SUPPLIED PASSAGE
■ ■ ■ ■ ■ ■ ■

One of the main problems in the theory of ordinary differential equations
is the study of their limit cycles, their existence, their number and their
stability. A limit cycle of a differential equation is a periodic orbit in
the set of all isolated periodic orbits of the differential equation.
These last years hundreds of papers studied the limit cycles of planar
polynomial differential systems. The Second part of the 16th Hilbert's
problem \cite{D} is related with the least upper bound on the number of
limit cycles of polynomial vector fields having a fixed degree.
The generalized polynomial Li\'enard differential equation
\begin{equation}\label{L}
 \ddot{x}+f(x)\dot{x}+g(x)=0.
\end{equation}
 was introduced in \cite{A}. Here the dot denotes differentiation with respect
to the time $t$, and $f(x)$ and $g(x)$ are polynomials in the variable $x$ of
degrees $n$ and $m$ respectively. The Li\'enard equation, which is often taken
as the typical example of nonlinear self-excited vibration problem, can be used
to model resistor-inductor-capacitor circuits with nonlinear circuit elements.

■ ■ ■ ■ ■ ■ ■

SUPPLIED ENTRIES
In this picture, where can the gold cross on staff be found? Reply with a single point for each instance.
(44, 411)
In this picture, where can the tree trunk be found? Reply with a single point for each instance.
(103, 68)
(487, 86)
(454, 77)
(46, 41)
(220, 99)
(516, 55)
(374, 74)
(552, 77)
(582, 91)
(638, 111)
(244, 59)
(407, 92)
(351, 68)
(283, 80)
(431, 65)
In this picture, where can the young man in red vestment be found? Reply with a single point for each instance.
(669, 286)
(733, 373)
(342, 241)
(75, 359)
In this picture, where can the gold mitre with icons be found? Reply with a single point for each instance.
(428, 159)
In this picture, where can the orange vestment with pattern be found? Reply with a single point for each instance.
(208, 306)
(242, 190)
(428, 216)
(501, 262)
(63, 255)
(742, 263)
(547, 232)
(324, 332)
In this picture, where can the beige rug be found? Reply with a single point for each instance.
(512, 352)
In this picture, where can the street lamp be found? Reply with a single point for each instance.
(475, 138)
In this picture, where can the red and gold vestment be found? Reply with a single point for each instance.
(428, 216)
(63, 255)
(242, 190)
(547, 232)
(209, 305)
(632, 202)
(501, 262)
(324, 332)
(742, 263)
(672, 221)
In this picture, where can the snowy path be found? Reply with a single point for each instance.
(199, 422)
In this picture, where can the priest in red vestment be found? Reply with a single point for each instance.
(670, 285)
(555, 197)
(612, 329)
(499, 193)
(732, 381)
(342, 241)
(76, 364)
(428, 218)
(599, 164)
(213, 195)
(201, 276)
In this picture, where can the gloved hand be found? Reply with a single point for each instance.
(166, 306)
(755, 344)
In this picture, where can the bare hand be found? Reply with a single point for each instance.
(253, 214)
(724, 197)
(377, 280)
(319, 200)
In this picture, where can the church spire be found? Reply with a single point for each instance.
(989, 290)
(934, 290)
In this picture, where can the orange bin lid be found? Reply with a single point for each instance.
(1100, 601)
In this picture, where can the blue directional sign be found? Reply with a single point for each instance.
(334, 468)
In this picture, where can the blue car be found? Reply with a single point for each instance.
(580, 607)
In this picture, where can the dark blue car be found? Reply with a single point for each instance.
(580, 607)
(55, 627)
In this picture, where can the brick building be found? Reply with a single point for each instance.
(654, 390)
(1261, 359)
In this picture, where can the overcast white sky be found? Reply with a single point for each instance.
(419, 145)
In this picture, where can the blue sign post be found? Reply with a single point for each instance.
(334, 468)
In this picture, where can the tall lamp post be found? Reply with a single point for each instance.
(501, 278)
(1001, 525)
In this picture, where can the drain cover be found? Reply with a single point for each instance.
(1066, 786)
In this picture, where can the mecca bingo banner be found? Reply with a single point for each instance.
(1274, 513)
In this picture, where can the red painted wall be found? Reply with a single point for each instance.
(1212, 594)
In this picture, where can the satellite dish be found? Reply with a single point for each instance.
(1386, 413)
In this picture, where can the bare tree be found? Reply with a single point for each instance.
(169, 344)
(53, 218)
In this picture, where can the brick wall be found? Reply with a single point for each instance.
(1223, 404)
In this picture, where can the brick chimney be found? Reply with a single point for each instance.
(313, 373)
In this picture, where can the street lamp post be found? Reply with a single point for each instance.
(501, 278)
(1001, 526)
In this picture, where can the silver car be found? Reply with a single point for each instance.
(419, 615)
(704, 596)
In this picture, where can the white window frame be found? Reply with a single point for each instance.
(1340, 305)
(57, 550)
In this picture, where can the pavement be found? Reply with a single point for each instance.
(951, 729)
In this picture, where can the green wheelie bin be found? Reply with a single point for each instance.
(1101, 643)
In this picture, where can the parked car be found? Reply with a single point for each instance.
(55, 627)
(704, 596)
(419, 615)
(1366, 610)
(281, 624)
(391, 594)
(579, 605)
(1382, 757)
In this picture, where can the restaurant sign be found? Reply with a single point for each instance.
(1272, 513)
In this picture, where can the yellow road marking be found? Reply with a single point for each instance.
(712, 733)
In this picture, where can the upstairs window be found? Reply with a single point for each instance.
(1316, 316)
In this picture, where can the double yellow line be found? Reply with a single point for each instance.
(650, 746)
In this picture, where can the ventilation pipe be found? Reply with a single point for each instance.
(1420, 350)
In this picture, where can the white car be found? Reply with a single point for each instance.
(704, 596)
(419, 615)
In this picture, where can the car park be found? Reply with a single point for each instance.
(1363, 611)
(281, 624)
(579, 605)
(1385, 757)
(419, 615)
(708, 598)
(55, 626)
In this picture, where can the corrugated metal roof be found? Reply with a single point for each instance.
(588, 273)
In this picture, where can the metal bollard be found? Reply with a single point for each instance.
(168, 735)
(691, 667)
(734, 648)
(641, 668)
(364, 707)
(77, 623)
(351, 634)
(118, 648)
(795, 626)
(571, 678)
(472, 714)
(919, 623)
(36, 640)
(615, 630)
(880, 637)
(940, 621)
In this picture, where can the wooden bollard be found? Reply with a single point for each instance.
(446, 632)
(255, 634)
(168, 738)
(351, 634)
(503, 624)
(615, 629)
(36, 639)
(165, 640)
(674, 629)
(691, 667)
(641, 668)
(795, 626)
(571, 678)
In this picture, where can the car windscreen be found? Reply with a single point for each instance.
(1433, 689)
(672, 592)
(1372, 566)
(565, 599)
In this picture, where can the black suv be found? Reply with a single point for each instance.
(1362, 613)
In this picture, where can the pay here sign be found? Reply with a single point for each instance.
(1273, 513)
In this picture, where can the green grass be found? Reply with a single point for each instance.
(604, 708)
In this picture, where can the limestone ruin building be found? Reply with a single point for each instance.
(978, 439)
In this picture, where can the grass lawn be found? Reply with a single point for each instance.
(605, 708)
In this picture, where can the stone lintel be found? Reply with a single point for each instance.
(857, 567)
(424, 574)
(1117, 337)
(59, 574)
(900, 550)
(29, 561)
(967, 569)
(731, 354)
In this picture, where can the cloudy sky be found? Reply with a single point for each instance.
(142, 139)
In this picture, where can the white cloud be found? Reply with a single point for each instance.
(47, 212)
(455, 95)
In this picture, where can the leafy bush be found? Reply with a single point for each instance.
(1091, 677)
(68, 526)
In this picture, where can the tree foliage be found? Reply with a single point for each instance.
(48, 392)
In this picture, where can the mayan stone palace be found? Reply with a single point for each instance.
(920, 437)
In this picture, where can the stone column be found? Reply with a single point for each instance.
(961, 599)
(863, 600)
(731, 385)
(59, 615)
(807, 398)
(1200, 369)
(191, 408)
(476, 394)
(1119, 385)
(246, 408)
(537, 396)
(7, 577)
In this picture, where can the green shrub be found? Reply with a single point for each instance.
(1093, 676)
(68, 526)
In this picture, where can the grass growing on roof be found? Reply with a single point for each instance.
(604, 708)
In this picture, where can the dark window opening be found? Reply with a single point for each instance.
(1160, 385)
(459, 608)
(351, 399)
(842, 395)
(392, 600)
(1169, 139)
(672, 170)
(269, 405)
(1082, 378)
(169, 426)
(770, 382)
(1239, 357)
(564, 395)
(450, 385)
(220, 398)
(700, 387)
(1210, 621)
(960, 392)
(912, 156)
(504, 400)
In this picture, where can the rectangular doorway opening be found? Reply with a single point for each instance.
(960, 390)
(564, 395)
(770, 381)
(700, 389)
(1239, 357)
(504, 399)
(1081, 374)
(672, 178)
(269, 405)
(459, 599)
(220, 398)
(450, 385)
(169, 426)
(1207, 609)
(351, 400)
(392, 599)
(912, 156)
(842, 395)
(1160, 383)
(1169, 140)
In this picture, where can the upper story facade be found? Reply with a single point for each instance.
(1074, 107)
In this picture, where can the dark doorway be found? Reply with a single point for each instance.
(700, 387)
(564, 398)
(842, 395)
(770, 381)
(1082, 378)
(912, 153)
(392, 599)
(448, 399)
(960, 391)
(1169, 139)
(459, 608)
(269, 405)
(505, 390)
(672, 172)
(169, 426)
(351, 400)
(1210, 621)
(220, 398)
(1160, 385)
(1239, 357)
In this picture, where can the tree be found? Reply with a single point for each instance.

■ ■ ■ ■ ■ ■ ■

GIVEN REQUEST
Answer these questions from the passage on limit cycles:
(a) How does the passage define a limit cycle of a differential equation?
(b) What is the second part of Hilbert's 16th problem related to?
(c) What are the degrees of the polynomials $f(x)$ and $g(x)$ in the generalized Liénard equation?

EXERCISE RESULT
(a) It is a periodic orbit in the set of all isolated periodic orbits of the differential equation.
(b) It is related to the least upper bound on the number of limit cycles of polynomial vector fields with a fixed degree.
(c) $f(x)$ has degree $n$, and $g(x)$ has degree $m$.